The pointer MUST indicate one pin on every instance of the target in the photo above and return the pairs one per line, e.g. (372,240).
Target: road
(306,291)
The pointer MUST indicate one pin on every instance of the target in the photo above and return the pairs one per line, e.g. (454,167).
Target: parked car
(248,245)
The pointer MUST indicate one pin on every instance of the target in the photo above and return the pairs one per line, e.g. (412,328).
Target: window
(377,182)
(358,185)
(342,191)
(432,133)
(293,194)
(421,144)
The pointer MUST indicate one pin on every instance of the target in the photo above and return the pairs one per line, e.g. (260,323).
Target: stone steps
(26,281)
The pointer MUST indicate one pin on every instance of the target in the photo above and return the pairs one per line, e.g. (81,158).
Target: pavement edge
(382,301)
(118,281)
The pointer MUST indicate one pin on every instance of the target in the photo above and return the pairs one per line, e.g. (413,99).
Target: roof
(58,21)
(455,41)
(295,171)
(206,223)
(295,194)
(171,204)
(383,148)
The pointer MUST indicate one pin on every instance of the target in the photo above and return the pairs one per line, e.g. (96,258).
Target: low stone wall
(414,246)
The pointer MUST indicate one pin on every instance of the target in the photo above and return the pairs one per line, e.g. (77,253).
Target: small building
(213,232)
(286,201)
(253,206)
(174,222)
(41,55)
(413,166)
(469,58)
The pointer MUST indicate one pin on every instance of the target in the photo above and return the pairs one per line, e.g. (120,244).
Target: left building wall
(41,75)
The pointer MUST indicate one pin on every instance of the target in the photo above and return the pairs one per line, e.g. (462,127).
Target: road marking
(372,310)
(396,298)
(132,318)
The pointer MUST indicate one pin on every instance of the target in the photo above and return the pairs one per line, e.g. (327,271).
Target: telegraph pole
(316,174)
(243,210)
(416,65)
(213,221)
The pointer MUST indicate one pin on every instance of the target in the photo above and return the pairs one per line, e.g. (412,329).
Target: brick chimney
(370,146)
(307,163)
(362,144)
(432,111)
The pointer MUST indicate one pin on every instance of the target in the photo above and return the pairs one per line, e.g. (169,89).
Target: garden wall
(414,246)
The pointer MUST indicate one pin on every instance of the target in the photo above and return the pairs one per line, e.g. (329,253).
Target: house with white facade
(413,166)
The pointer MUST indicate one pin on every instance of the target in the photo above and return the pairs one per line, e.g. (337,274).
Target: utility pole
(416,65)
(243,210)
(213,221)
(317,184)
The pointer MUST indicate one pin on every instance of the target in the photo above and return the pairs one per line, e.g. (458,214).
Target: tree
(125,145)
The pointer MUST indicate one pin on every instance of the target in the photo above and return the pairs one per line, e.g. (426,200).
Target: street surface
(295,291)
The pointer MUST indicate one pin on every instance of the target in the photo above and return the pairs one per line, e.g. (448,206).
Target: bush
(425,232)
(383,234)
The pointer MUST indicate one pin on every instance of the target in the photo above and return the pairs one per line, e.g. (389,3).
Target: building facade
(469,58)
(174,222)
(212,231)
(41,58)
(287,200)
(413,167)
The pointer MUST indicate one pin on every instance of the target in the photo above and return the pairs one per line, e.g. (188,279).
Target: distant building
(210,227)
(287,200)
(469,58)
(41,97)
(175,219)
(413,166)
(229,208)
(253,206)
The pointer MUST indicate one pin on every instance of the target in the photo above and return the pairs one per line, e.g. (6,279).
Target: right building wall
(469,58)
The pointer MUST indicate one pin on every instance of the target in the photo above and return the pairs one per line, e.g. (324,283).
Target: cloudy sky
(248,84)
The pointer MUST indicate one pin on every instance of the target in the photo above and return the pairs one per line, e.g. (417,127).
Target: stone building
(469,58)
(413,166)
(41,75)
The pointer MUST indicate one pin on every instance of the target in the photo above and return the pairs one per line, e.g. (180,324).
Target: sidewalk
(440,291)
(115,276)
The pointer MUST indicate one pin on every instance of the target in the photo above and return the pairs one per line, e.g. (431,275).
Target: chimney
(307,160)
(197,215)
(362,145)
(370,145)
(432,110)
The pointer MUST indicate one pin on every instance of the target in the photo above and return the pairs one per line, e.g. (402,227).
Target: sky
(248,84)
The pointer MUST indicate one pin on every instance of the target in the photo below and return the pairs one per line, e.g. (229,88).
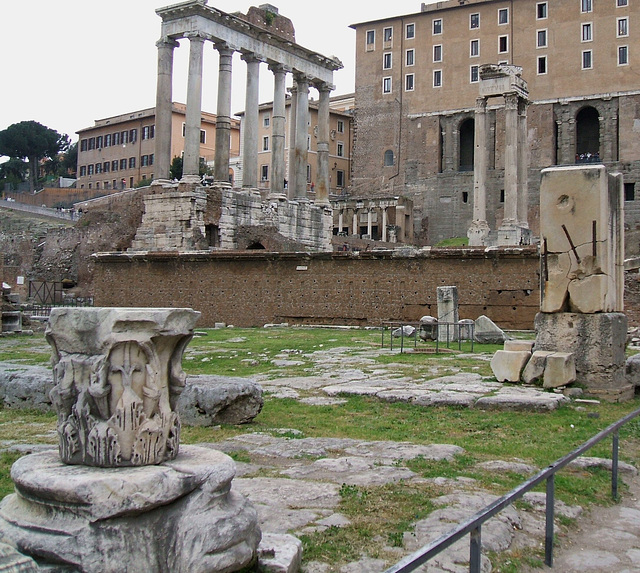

★ ★ ★ ★ ★ ★ ★

### TASK STATEMENT
Retype exactly, and only, the lines above from the one where "Target: house with white facade" occurs up to and including the one where "line, e.g. (458,214)." occurs.

### TASK OUTPUT
Target: house with white facade
(413,166)
The pointer MUST indicate one pin on every instance of the target in the photo above and return the pairs one per line, e.g. (337,274).
Target: utility pole
(416,65)
(243,210)
(213,221)
(317,184)
The pointer MUST indicate one pin on every instance of the target in the photo above and return the pairs one per line, e.g. (458,214).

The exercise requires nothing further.